• _Problème posé_: Reproduisez ces lignes telles quelles pour l'ensemble des enregistrements, en laissant les images de côté.

Enregistrements d'un jeu de données:
#####
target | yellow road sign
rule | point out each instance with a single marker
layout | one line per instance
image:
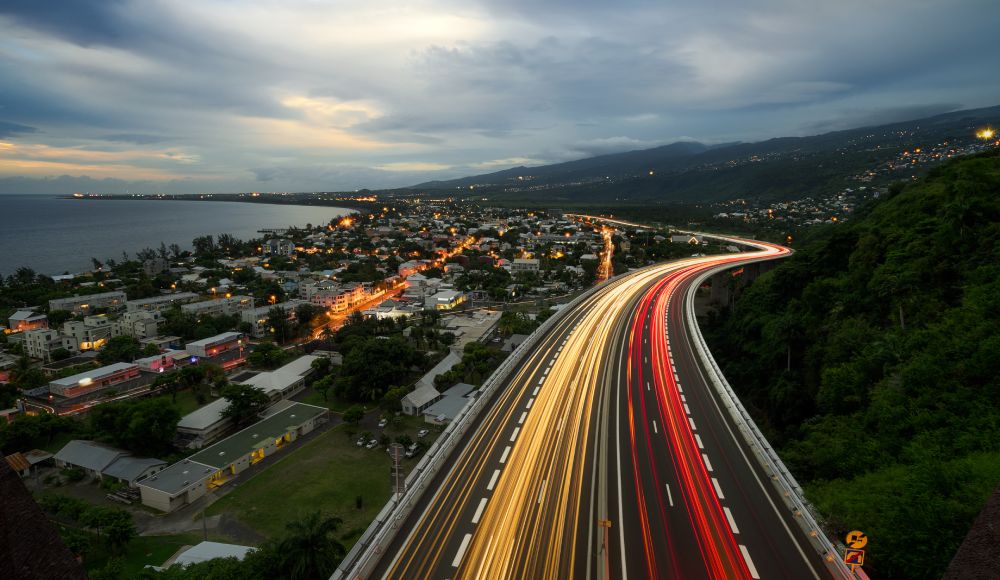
(857, 540)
#####
• _Réponse à l'exercice_:
target | yellow road sign
rule | point out each instance with a single marker
layout | one line per instance
image:
(857, 540)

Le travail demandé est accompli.